BRIDGET WHELAN writer

for writers and readers….

Do exercises really help writers to write?

violinist

Kate Mosse, bestselling author of Labyrinth, says that writers ought to practice writing in much the same ways as musicians practice the scales. She is not alone in suggesting that if we are serious about writing we should treat it like a job of work, writing even when we haven’t got a story idea scratching at the inside of our skulls demanding to be written. We should write when we don’t feel like it. Write when we haven’t got time. Write when we don’t know what to write about, and it is here that creative writing exercises can become part of a regular routine.

Not all exercises are equal though, as I was acutely aware when I started to edit BACK TO CREATIVE WRITING SCHOOL. I’ve developed a couple of hundred exercises over nearly 10 years of teaching at university and in adult education and community centers. The first exercises I discarded were those that only work well in a group.

──────────

Set down the passage on writing exercises above in full, word for word.

Saved entries:

──────────

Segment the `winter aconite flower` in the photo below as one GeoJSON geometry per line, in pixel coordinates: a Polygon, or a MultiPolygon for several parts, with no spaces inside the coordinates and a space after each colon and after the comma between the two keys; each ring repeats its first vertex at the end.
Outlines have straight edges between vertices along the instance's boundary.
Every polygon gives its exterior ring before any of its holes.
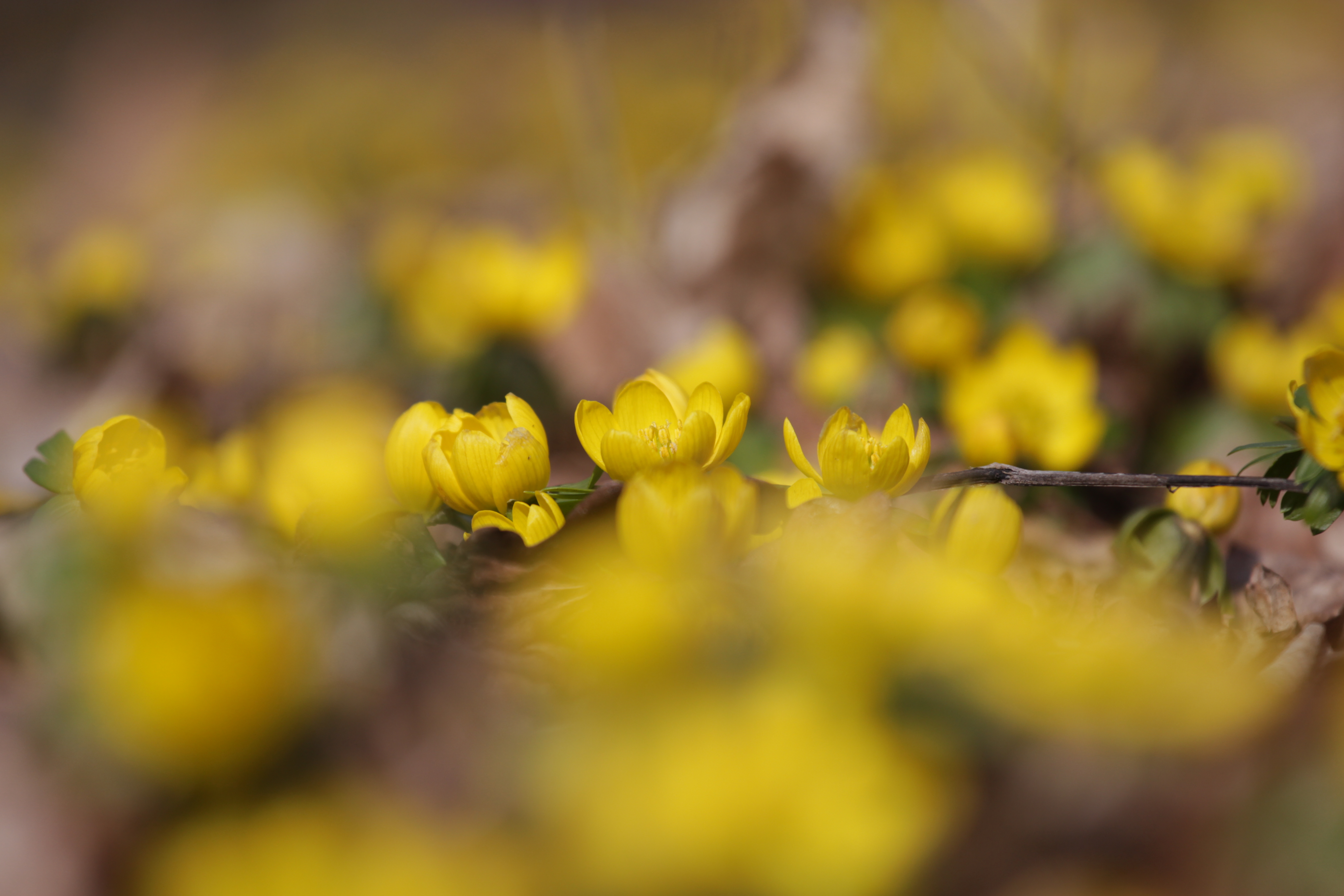
{"type": "Polygon", "coordinates": [[[625,552],[657,568],[698,566],[747,549],[757,490],[731,466],[677,461],[640,472],[621,492],[616,528],[625,552]]]}
{"type": "Polygon", "coordinates": [[[1289,386],[1288,400],[1297,418],[1297,438],[1327,470],[1344,469],[1344,352],[1322,348],[1302,363],[1306,380],[1305,402],[1294,400],[1297,383],[1289,386]],[[1302,407],[1306,404],[1306,407],[1302,407]]]}
{"type": "Polygon", "coordinates": [[[853,501],[874,492],[905,494],[929,463],[929,426],[921,419],[915,431],[910,408],[902,404],[882,429],[882,435],[868,431],[863,418],[841,407],[821,427],[817,439],[817,466],[808,461],[793,431],[784,422],[784,446],[789,459],[813,482],[853,501]]]}
{"type": "Polygon", "coordinates": [[[503,513],[551,478],[542,420],[512,392],[476,414],[453,411],[423,450],[434,489],[458,513],[503,513]]]}
{"type": "MultiPolygon", "coordinates": [[[[1176,470],[1180,476],[1231,476],[1218,461],[1191,461],[1176,470]]],[[[1236,523],[1242,509],[1242,492],[1231,485],[1211,489],[1176,489],[1167,496],[1167,506],[1187,520],[1199,523],[1211,535],[1222,535],[1236,523]]]]}
{"type": "Polygon", "coordinates": [[[747,426],[751,399],[738,392],[727,412],[711,383],[700,383],[687,398],[664,373],[649,369],[617,390],[609,410],[601,402],[579,402],[574,426],[593,462],[613,480],[629,480],[667,461],[688,461],[702,469],[728,459],[747,426]]]}
{"type": "Polygon", "coordinates": [[[953,372],[943,414],[972,465],[1025,455],[1077,470],[1106,429],[1097,360],[1083,347],[1056,348],[1031,324],[1015,325],[986,357],[953,372]]]}
{"type": "Polygon", "coordinates": [[[546,492],[536,493],[536,504],[515,501],[509,516],[499,510],[477,510],[472,517],[472,532],[484,528],[516,532],[530,548],[546,541],[563,525],[564,512],[546,492]]]}
{"type": "Polygon", "coordinates": [[[157,427],[121,414],[86,431],[74,446],[74,493],[81,506],[110,523],[134,523],[153,502],[176,497],[187,474],[165,462],[157,427]]]}
{"type": "Polygon", "coordinates": [[[439,497],[425,467],[425,446],[453,415],[438,402],[417,402],[392,424],[387,435],[384,462],[387,480],[398,504],[411,513],[433,513],[439,497]]]}

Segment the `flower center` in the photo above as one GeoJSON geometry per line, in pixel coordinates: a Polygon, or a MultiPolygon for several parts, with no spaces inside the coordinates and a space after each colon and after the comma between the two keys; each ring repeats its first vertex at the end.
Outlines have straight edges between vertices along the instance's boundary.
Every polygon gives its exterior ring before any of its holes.
{"type": "Polygon", "coordinates": [[[657,423],[650,423],[638,431],[644,443],[650,449],[657,451],[659,457],[664,461],[671,461],[676,457],[676,443],[681,438],[681,426],[673,423],[672,420],[663,420],[663,426],[657,423]]]}

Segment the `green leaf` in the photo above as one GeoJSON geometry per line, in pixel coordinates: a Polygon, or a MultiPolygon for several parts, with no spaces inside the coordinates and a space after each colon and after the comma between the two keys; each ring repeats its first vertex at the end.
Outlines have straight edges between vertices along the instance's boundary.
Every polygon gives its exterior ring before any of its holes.
{"type": "Polygon", "coordinates": [[[1301,447],[1301,446],[1297,443],[1297,439],[1277,439],[1274,442],[1249,442],[1246,445],[1238,445],[1236,447],[1234,447],[1227,454],[1231,455],[1231,454],[1236,454],[1238,451],[1249,451],[1249,450],[1257,449],[1257,447],[1284,449],[1286,451],[1289,449],[1296,449],[1296,447],[1301,447]]]}
{"type": "Polygon", "coordinates": [[[38,446],[42,459],[32,458],[23,465],[23,473],[30,480],[56,494],[70,494],[74,490],[75,443],[65,430],[38,446]]]}
{"type": "Polygon", "coordinates": [[[56,494],[36,509],[34,523],[59,523],[79,513],[79,498],[74,494],[56,494]]]}

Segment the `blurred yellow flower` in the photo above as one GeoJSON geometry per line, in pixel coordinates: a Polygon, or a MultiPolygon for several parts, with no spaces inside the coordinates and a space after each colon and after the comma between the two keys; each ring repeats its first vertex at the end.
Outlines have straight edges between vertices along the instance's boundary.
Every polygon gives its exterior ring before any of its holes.
{"type": "Polygon", "coordinates": [[[74,493],[79,505],[110,525],[134,525],[156,502],[187,485],[168,467],[164,434],[138,416],[121,414],[94,426],[74,445],[74,493]]]}
{"type": "Polygon", "coordinates": [[[1259,411],[1284,410],[1284,384],[1328,339],[1305,325],[1279,333],[1261,317],[1238,316],[1214,333],[1208,365],[1223,392],[1259,411]]]}
{"type": "Polygon", "coordinates": [[[980,306],[952,286],[906,296],[883,328],[891,353],[921,371],[945,371],[973,357],[982,332],[980,306]]]}
{"type": "MultiPolygon", "coordinates": [[[[1191,461],[1176,470],[1180,476],[1231,476],[1218,461],[1191,461]]],[[[1199,523],[1211,535],[1222,535],[1236,523],[1242,509],[1241,489],[1219,485],[1211,489],[1176,489],[1167,496],[1167,506],[1187,520],[1199,523]]]]}
{"type": "Polygon", "coordinates": [[[851,402],[878,364],[878,348],[867,332],[835,324],[817,333],[798,356],[793,382],[812,404],[832,407],[851,402]]]}
{"type": "Polygon", "coordinates": [[[546,430],[532,406],[509,392],[476,414],[454,410],[423,449],[444,504],[460,513],[507,510],[551,481],[546,430]]]}
{"type": "Polygon", "coordinates": [[[516,532],[527,547],[536,547],[564,527],[564,512],[546,492],[536,493],[536,504],[513,502],[512,516],[499,510],[477,510],[472,516],[472,532],[493,527],[516,532]]]}
{"type": "Polygon", "coordinates": [[[200,509],[230,509],[249,504],[261,481],[257,434],[250,429],[227,433],[214,446],[192,453],[191,482],[181,502],[200,509]]]}
{"type": "Polygon", "coordinates": [[[750,395],[761,380],[761,359],[751,339],[732,321],[716,321],[699,339],[659,365],[687,392],[711,383],[719,395],[750,395]]]}
{"type": "Polygon", "coordinates": [[[943,414],[968,463],[1025,455],[1047,469],[1075,470],[1106,429],[1095,395],[1091,352],[1055,348],[1035,325],[1017,324],[988,356],[953,371],[943,414]]]}
{"type": "Polygon", "coordinates": [[[433,513],[439,497],[425,466],[425,446],[452,416],[438,402],[417,402],[406,410],[387,435],[383,463],[396,501],[411,513],[433,513]]]}
{"type": "Polygon", "coordinates": [[[286,595],[266,584],[141,584],[94,610],[83,697],[128,762],[168,780],[230,776],[294,721],[309,656],[286,595]]]}
{"type": "Polygon", "coordinates": [[[784,676],[552,727],[535,780],[575,892],[876,896],[952,814],[931,770],[784,676]]]}
{"type": "Polygon", "coordinates": [[[675,570],[743,553],[755,510],[757,489],[734,467],[704,472],[673,461],[641,470],[625,484],[616,528],[633,560],[675,570]]]}
{"type": "Polygon", "coordinates": [[[383,447],[391,398],[364,383],[333,380],[277,403],[262,430],[262,501],[277,529],[340,540],[392,509],[383,447]]]}
{"type": "Polygon", "coordinates": [[[398,305],[406,337],[430,357],[461,357],[493,336],[544,336],[583,298],[583,249],[570,236],[528,243],[508,230],[441,231],[398,305]]]}
{"type": "Polygon", "coordinates": [[[610,410],[579,402],[574,427],[594,463],[613,480],[629,480],[667,461],[706,470],[723,463],[742,441],[750,410],[751,399],[738,392],[724,415],[714,384],[700,383],[687,398],[665,373],[648,369],[617,390],[610,410]]]}
{"type": "Polygon", "coordinates": [[[523,896],[520,857],[367,791],[289,795],[188,819],[152,844],[142,896],[523,896]]]}
{"type": "Polygon", "coordinates": [[[1145,251],[1187,277],[1226,281],[1254,267],[1262,220],[1293,192],[1293,164],[1281,141],[1232,133],[1210,138],[1188,169],[1152,144],[1129,142],[1102,161],[1099,179],[1145,251]]]}
{"type": "MultiPolygon", "coordinates": [[[[923,474],[929,463],[929,426],[919,420],[915,431],[910,408],[898,407],[882,427],[882,435],[868,431],[862,416],[841,407],[821,426],[817,438],[817,465],[802,453],[793,423],[784,420],[784,447],[809,480],[832,493],[853,501],[874,492],[905,494],[923,474]]],[[[790,494],[792,489],[790,486],[790,494]]]]}
{"type": "Polygon", "coordinates": [[[1327,470],[1344,470],[1344,351],[1322,348],[1310,355],[1302,363],[1302,379],[1309,408],[1293,400],[1298,384],[1288,387],[1297,438],[1327,470]]]}
{"type": "Polygon", "coordinates": [[[835,263],[860,298],[890,301],[948,273],[948,238],[927,203],[884,172],[862,175],[851,192],[835,263]]]}
{"type": "Polygon", "coordinates": [[[56,255],[52,278],[67,312],[120,312],[145,292],[149,261],[144,243],[120,224],[93,224],[56,255]]]}
{"type": "Polygon", "coordinates": [[[1050,193],[1013,156],[985,152],[945,163],[930,192],[953,246],[966,258],[1032,265],[1050,251],[1050,193]]]}
{"type": "Polygon", "coordinates": [[[997,485],[948,489],[929,528],[949,563],[996,575],[1017,552],[1021,508],[997,485]]]}

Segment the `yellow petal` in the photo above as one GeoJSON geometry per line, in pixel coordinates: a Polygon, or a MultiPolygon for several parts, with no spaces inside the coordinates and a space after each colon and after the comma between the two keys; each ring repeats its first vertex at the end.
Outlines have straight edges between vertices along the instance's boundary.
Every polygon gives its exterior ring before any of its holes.
{"type": "MultiPolygon", "coordinates": [[[[663,371],[656,371],[652,367],[640,373],[632,382],[652,383],[659,387],[659,391],[667,395],[668,402],[672,403],[672,410],[676,411],[676,419],[681,419],[687,415],[687,398],[685,390],[677,386],[677,382],[664,373],[663,371]]],[[[622,427],[624,429],[624,427],[622,427]]]]}
{"type": "Polygon", "coordinates": [[[504,437],[491,474],[495,508],[503,510],[509,501],[521,500],[524,492],[544,489],[551,481],[551,455],[521,426],[504,437]]]}
{"type": "Polygon", "coordinates": [[[453,462],[449,459],[452,457],[452,442],[456,441],[457,435],[457,431],[439,430],[429,438],[423,453],[425,472],[429,473],[429,480],[434,484],[434,490],[438,492],[438,497],[444,500],[444,504],[458,513],[472,513],[476,508],[472,506],[472,501],[457,481],[457,474],[453,473],[453,462]],[[445,439],[448,441],[445,442],[445,439]]]}
{"type": "Polygon", "coordinates": [[[751,399],[738,392],[728,408],[728,415],[719,430],[719,438],[714,443],[714,454],[704,462],[706,469],[723,463],[738,450],[742,434],[747,430],[747,414],[751,411],[751,399]]]}
{"type": "Polygon", "coordinates": [[[458,433],[452,447],[453,473],[474,510],[503,506],[495,504],[495,461],[500,454],[500,443],[484,433],[468,430],[458,433]]]}
{"type": "Polygon", "coordinates": [[[532,434],[532,438],[542,443],[542,447],[550,450],[551,443],[546,441],[546,429],[542,426],[542,418],[536,415],[532,406],[512,392],[504,396],[504,403],[508,406],[509,416],[513,418],[513,426],[521,426],[532,434]]]}
{"type": "Polygon", "coordinates": [[[816,501],[820,497],[821,486],[817,485],[817,481],[802,478],[789,486],[789,490],[784,494],[784,502],[792,510],[796,506],[801,506],[808,501],[816,501]]]}
{"type": "Polygon", "coordinates": [[[425,469],[425,446],[449,418],[438,402],[417,402],[396,418],[383,449],[383,463],[396,501],[411,513],[430,513],[438,492],[425,469]]]}
{"type": "Polygon", "coordinates": [[[915,443],[915,427],[910,420],[910,407],[902,404],[887,418],[887,424],[882,427],[882,443],[888,445],[892,439],[905,439],[906,445],[915,443]]]}
{"type": "Polygon", "coordinates": [[[714,454],[714,420],[704,411],[691,411],[681,420],[681,435],[676,443],[676,457],[679,461],[689,461],[696,466],[704,465],[714,454]]]}
{"type": "Polygon", "coordinates": [[[929,466],[929,424],[923,422],[923,418],[919,418],[919,431],[911,446],[910,463],[906,465],[906,472],[900,474],[895,486],[887,489],[887,494],[905,494],[913,489],[919,477],[923,476],[925,467],[929,466]]]}
{"type": "Polygon", "coordinates": [[[712,383],[700,383],[691,392],[685,412],[694,414],[696,411],[704,411],[710,415],[710,419],[714,420],[715,438],[718,438],[719,430],[723,429],[723,396],[719,395],[719,390],[712,383]]]}
{"type": "Polygon", "coordinates": [[[878,463],[872,469],[874,490],[887,492],[900,482],[906,467],[910,466],[910,449],[902,438],[882,447],[878,463]]]}
{"type": "Polygon", "coordinates": [[[616,429],[616,418],[612,415],[612,411],[601,402],[583,399],[574,408],[574,429],[579,434],[579,445],[593,458],[593,462],[605,470],[602,438],[616,429]]]}
{"type": "Polygon", "coordinates": [[[821,476],[813,469],[808,455],[802,453],[798,434],[793,431],[793,423],[789,422],[789,418],[784,418],[784,450],[789,453],[789,459],[793,461],[800,473],[814,482],[821,482],[821,476]]]}
{"type": "MultiPolygon", "coordinates": [[[[612,415],[616,429],[626,433],[637,433],[649,426],[673,426],[681,419],[663,390],[648,380],[630,380],[621,387],[612,415]]],[[[605,451],[602,457],[606,459],[605,451]]]]}
{"type": "MultiPolygon", "coordinates": [[[[487,527],[504,529],[505,532],[517,532],[517,527],[513,525],[513,521],[497,510],[477,510],[472,514],[472,532],[487,527]]],[[[521,533],[519,532],[519,535],[521,533]]]]}
{"type": "Polygon", "coordinates": [[[606,474],[621,481],[663,463],[663,458],[648,442],[625,430],[610,430],[603,437],[602,459],[606,461],[606,474]]]}
{"type": "Polygon", "coordinates": [[[821,482],[840,497],[855,501],[874,490],[866,439],[852,429],[832,431],[817,446],[821,482]]]}

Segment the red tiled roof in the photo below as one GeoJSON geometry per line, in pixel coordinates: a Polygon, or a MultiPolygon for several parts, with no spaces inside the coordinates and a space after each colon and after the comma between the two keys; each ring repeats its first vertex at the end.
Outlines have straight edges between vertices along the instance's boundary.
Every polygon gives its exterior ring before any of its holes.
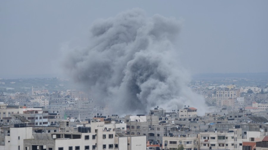
{"type": "Polygon", "coordinates": [[[262,141],[268,141],[268,136],[265,136],[262,139],[262,141]]]}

──────────

▶ [Answer to the problem]
BRIDGET WHELAN writer

for writers and readers….

Do exercises really help writers to write?

violinist

Kate Mosse, bestselling author of Labyrinth, says that writers ought to practice writing in much the same ways as musicians practice the scales. She is not alone in suggesting that if we are serious about writing we should treat it like a job of work, writing even when we haven’t got a story idea scratching at the inside of our skulls demanding to be written. We should write when we don’t feel like it. Write when we haven’t got time. Write when we don’t know what to write about, and it is here that creative writing exercises can become part of a regular routine.

Not all exercises are equal though, as I was acutely aware when I started to edit BACK TO CREATIVE WRITING SCHOOL. I’ve developed a couple of hundred exercises over nearly 10 years of teaching at university and in adult education and community centers. The first exercises I discarded were those that only work well in a group.